> [RECORDS]
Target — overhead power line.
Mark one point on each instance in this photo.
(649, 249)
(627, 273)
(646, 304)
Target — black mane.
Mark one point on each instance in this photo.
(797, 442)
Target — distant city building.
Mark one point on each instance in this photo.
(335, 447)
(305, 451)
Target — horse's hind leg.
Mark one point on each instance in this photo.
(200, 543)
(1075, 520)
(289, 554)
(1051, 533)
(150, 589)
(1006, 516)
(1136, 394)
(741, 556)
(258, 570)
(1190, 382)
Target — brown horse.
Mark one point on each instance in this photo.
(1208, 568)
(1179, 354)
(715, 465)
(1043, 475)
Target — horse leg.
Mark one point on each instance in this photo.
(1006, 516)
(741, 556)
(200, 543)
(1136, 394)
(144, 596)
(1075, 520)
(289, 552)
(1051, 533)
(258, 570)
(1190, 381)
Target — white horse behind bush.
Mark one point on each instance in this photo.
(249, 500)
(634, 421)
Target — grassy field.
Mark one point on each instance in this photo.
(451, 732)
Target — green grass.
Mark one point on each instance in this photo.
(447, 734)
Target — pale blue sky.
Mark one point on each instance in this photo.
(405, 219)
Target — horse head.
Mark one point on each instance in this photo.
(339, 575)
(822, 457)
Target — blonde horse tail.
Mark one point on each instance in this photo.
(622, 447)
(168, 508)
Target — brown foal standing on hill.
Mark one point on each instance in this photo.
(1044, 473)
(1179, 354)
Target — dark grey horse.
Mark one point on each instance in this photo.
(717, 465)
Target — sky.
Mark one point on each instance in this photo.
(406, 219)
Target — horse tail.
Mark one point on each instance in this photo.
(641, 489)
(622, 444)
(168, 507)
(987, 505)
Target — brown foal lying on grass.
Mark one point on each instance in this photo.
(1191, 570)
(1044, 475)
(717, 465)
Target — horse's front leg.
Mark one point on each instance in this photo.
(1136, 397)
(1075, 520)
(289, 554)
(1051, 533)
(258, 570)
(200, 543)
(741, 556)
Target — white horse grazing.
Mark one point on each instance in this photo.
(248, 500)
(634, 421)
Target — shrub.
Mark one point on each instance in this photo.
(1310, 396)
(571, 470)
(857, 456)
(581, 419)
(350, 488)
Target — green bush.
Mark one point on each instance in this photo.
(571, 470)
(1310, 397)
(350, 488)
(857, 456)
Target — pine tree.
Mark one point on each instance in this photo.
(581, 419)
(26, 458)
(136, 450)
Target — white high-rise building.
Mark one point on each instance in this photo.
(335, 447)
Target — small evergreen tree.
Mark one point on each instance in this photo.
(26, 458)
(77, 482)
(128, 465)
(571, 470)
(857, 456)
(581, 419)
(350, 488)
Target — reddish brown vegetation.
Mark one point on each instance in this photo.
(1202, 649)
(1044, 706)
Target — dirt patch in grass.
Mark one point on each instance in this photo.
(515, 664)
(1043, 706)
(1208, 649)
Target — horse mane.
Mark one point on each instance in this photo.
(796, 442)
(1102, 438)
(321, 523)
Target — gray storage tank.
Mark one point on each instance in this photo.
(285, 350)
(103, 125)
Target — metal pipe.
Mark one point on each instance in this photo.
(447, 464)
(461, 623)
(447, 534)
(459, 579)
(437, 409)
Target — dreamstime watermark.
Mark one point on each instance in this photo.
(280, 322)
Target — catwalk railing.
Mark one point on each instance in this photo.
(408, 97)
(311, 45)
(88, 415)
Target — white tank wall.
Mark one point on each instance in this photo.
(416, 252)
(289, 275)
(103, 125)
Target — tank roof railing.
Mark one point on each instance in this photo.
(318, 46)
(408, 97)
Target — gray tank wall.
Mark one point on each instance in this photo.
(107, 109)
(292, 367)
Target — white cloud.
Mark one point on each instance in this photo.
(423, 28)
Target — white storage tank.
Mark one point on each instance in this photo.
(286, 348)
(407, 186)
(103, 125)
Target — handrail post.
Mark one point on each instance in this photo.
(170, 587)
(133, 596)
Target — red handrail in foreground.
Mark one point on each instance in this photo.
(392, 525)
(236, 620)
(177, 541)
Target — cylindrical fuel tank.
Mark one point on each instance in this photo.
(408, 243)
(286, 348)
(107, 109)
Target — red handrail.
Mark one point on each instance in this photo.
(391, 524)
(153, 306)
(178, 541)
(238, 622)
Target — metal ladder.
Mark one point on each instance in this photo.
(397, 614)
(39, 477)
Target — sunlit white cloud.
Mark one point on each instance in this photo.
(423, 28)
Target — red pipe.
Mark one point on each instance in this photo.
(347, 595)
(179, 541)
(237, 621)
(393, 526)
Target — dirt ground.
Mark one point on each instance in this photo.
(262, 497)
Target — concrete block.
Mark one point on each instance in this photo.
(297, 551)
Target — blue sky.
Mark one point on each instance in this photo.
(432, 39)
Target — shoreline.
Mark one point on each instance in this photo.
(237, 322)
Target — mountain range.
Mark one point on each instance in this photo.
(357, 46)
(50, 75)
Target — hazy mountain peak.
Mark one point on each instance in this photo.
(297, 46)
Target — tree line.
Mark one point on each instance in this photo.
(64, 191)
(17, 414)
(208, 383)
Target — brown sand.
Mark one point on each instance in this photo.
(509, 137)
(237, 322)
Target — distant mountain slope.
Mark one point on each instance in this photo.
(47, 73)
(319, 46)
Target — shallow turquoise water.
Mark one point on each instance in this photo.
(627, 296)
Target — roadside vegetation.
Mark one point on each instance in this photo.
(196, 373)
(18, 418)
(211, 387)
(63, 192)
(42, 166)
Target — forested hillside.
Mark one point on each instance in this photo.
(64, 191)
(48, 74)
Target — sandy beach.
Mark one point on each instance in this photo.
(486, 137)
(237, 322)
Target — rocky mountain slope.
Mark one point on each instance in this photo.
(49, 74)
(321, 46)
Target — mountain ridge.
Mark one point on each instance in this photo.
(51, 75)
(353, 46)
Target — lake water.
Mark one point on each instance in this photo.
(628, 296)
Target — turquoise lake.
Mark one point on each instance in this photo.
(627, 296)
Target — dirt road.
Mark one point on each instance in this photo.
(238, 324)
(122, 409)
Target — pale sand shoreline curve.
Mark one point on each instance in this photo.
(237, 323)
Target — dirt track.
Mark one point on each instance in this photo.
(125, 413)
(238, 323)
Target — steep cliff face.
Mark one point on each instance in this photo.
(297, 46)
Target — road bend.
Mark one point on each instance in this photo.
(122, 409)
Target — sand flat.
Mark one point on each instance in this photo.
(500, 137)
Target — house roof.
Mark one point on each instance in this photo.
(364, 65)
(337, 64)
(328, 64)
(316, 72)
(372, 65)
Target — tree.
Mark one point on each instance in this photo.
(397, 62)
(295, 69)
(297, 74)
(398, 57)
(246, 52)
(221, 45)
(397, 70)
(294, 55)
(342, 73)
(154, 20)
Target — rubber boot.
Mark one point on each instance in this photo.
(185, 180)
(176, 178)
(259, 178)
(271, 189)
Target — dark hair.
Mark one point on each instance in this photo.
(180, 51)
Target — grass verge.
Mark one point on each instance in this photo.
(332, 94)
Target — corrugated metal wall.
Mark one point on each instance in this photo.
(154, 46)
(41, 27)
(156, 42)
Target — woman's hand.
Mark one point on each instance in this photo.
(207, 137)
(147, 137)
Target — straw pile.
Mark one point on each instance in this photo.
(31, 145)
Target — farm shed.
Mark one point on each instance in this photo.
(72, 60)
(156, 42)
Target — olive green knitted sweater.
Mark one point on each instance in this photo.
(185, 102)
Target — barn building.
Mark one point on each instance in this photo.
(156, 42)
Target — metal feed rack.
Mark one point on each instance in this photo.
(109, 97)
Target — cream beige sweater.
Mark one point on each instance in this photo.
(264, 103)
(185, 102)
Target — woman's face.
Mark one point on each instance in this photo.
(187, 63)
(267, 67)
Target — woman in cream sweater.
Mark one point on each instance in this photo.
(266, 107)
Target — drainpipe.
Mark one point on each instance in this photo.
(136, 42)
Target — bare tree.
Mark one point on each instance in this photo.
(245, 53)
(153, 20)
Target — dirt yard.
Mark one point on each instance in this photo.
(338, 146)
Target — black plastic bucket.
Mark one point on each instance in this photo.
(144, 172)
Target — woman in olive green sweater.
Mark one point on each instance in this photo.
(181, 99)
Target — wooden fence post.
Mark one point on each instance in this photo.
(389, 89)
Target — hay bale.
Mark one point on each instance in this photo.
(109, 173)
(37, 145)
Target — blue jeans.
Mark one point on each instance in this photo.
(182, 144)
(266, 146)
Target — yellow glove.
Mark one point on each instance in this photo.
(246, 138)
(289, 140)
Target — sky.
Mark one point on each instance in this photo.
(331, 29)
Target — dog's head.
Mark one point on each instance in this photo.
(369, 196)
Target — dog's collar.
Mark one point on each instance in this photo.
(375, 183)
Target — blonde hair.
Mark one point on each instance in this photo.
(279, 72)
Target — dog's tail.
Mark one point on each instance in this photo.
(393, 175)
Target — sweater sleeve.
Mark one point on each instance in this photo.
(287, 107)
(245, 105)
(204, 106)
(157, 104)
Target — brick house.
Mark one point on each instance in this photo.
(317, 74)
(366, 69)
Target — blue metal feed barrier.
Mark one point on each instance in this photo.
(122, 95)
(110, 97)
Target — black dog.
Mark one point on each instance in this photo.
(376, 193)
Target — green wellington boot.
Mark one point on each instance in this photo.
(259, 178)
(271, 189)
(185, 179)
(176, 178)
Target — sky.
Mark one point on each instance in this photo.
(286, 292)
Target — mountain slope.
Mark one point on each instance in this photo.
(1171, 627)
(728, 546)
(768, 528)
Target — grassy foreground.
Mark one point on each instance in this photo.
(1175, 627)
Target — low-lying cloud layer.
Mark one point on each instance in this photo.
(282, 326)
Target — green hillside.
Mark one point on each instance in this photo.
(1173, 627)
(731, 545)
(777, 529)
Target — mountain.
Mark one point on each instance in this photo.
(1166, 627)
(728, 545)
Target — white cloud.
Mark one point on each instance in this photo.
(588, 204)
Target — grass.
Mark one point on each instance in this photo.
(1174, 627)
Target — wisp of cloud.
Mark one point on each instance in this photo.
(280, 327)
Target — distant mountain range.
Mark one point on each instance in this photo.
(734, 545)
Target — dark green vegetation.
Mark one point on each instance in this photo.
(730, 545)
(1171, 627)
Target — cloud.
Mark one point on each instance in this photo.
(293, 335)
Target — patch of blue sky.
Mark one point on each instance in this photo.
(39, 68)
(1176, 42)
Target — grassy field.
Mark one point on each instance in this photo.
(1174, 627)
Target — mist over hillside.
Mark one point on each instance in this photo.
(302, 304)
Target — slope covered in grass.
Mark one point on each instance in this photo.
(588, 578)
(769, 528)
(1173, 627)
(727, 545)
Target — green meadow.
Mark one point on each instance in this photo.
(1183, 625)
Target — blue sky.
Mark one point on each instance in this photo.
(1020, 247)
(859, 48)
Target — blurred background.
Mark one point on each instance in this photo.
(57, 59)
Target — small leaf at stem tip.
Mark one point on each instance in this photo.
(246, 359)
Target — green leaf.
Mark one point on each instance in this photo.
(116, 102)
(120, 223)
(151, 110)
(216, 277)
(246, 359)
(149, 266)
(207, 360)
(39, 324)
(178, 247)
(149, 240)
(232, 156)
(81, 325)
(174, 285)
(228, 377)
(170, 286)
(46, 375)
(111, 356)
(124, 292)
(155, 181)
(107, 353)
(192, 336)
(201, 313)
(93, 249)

> [TASK ITEM]
Would you please copy each line of the listing that contains the word "metal"?

> [THE ANSWER]
Target — metal pipe.
Target — metal ladder.
Target — corrugated metal wall.
Target — metal feed rack.
Target — blue metal feed barrier.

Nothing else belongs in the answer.